__TASK__
Please retype the part of the material below that opens with the line containing "Output form: <point>269,303</point>" and closes with the line containing "<point>263,61</point>", including both of those lines.

-- start --

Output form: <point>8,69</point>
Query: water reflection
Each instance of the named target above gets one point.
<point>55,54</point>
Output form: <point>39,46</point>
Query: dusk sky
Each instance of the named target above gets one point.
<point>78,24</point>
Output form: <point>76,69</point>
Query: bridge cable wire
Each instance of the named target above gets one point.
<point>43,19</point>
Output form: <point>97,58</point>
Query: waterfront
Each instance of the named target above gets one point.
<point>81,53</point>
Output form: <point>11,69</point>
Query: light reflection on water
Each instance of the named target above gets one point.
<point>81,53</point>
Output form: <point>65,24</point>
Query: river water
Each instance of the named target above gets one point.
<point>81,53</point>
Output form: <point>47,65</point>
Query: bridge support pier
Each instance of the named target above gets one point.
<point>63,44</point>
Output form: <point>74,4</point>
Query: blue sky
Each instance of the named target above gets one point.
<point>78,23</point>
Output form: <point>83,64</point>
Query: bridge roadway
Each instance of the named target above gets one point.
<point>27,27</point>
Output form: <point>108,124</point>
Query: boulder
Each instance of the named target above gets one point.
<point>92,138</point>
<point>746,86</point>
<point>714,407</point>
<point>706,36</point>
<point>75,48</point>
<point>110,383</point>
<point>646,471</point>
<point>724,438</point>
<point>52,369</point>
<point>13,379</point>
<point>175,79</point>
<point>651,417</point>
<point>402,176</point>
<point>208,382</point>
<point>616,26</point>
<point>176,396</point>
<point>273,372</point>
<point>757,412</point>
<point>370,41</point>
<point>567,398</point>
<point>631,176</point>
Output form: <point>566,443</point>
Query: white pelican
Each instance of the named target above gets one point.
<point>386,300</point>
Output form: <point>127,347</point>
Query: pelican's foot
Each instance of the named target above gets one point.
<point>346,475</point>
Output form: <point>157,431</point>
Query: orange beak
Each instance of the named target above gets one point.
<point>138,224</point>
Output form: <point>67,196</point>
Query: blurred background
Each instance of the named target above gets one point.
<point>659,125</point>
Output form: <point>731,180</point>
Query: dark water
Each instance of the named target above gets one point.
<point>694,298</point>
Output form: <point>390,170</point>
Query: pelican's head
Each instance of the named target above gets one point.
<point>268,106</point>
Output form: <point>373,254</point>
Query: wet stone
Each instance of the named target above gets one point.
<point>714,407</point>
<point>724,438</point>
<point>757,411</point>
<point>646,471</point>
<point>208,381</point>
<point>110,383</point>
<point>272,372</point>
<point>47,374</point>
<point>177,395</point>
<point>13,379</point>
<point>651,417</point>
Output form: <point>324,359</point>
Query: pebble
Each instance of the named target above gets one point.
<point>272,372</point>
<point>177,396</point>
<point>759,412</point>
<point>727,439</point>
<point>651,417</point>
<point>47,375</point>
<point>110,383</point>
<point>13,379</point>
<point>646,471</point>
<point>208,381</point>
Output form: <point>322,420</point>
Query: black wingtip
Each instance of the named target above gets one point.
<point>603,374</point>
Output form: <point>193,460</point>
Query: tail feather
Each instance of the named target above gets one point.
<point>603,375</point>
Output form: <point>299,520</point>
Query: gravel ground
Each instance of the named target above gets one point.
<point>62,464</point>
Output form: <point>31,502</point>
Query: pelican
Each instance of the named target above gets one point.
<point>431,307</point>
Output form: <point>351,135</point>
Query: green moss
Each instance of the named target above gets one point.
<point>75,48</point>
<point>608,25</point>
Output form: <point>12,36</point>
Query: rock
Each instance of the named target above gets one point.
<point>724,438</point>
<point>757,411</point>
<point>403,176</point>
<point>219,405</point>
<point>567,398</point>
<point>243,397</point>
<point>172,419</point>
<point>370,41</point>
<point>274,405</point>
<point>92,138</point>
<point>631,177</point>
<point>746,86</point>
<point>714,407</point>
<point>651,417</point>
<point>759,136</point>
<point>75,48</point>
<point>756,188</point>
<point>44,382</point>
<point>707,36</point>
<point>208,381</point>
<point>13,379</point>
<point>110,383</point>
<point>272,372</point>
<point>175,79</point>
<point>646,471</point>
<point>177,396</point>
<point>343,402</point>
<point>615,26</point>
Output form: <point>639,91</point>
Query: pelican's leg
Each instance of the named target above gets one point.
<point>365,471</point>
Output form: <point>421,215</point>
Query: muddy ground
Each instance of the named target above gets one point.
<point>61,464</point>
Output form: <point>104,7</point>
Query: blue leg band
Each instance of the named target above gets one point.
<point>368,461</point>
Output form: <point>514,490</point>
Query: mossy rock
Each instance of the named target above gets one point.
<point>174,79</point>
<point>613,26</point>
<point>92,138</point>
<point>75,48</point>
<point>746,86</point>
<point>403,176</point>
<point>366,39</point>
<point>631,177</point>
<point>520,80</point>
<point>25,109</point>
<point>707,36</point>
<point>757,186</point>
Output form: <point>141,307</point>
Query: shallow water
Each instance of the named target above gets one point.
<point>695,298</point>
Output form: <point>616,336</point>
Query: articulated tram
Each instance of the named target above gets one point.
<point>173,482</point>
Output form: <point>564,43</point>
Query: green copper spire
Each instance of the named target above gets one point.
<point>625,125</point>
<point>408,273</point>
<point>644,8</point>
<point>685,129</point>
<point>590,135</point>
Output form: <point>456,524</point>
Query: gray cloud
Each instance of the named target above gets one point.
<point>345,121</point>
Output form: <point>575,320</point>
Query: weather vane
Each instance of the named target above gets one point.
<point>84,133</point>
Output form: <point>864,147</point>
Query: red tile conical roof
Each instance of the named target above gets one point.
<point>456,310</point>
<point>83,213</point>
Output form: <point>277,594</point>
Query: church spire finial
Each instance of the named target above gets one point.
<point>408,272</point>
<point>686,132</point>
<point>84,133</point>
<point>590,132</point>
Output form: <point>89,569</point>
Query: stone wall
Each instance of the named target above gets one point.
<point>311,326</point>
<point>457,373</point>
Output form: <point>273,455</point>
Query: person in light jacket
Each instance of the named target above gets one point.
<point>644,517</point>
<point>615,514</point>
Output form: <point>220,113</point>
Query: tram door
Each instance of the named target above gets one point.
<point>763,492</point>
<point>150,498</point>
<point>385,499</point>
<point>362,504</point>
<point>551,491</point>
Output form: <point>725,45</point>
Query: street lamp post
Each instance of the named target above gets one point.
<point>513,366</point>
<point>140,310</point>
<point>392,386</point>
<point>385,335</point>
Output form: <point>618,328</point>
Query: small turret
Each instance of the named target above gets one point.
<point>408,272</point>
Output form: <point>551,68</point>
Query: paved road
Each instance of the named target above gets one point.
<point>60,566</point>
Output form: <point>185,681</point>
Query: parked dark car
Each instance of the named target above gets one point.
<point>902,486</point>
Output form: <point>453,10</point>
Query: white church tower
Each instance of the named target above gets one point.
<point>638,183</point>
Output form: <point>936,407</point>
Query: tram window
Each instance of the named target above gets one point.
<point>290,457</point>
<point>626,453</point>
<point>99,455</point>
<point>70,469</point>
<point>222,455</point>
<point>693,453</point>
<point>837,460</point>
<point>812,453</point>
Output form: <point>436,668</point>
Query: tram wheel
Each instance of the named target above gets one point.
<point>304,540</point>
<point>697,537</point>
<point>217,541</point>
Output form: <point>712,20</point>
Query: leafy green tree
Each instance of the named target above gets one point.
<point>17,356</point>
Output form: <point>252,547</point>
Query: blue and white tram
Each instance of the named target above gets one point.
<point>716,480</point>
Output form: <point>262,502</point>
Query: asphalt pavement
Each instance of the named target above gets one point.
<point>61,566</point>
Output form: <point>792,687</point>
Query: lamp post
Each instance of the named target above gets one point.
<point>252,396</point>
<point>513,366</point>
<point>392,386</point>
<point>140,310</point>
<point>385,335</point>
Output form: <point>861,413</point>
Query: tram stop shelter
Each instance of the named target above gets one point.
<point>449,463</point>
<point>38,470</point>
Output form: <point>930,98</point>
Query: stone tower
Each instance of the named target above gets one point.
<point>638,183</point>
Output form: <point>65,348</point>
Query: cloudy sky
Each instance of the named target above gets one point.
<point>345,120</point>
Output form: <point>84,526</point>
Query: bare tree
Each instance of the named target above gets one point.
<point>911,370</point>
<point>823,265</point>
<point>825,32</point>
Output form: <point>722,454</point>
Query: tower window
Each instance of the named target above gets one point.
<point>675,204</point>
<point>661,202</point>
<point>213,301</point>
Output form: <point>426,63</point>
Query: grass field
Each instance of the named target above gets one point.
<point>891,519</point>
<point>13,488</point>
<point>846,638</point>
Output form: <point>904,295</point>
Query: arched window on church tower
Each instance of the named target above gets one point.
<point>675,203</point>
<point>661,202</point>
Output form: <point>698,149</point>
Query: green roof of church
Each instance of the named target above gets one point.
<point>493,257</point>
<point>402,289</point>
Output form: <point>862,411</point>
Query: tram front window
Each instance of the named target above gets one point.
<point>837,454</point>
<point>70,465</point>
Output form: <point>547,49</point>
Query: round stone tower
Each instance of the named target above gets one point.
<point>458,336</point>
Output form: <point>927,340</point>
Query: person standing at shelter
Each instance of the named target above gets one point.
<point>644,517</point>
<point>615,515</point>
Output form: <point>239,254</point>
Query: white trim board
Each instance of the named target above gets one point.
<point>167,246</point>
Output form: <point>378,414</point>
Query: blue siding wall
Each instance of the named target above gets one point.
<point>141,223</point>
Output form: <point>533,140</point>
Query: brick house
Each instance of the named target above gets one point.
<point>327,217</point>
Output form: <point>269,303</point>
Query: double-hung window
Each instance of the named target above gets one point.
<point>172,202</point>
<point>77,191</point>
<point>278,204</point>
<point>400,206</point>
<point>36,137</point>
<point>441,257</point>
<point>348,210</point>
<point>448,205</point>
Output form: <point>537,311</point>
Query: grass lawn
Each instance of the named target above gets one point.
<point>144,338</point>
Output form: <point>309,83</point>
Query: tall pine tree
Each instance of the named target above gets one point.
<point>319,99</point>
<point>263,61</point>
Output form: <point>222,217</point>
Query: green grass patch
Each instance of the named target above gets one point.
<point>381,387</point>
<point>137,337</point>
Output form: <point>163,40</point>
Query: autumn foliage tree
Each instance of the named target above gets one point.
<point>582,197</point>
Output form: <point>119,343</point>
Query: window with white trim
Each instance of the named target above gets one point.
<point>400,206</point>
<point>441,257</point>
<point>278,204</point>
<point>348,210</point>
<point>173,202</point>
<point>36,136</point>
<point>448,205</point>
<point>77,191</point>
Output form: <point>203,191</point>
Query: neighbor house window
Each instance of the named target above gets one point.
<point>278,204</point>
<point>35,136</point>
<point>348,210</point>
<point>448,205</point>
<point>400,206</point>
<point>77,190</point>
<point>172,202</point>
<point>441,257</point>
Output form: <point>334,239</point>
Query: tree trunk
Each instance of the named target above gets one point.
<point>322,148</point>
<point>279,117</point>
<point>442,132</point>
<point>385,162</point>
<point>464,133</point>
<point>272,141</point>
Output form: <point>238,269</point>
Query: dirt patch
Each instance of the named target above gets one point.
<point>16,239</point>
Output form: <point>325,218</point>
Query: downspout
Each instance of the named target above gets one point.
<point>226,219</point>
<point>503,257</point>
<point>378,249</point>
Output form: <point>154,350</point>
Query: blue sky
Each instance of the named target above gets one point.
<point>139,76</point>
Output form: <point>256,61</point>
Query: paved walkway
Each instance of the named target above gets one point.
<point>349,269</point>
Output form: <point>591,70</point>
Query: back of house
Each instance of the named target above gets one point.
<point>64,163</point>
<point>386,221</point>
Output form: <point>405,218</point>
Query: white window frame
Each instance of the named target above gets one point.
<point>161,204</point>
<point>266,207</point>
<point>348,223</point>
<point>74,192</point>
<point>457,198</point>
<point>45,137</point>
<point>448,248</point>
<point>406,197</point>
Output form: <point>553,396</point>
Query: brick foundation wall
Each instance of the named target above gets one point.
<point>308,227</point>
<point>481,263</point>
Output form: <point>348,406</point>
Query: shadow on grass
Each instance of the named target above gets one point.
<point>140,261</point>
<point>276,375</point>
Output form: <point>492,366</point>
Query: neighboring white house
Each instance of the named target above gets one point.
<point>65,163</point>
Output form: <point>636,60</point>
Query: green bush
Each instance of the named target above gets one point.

-- end --

__THE OUTPUT__
Output form: <point>269,303</point>
Query: double-hung window
Each instance of the named target above gets one point.
<point>172,202</point>
<point>77,191</point>
<point>278,204</point>
<point>400,206</point>
<point>36,137</point>
<point>441,257</point>
<point>348,210</point>
<point>448,205</point>
Output form: <point>537,311</point>
Query: grass lawn
Each instance of the named target above gets one point.
<point>144,338</point>
Output form: <point>309,83</point>
Query: tall pine tree
Each instance of the named target above gets one point.
<point>319,99</point>
<point>263,61</point>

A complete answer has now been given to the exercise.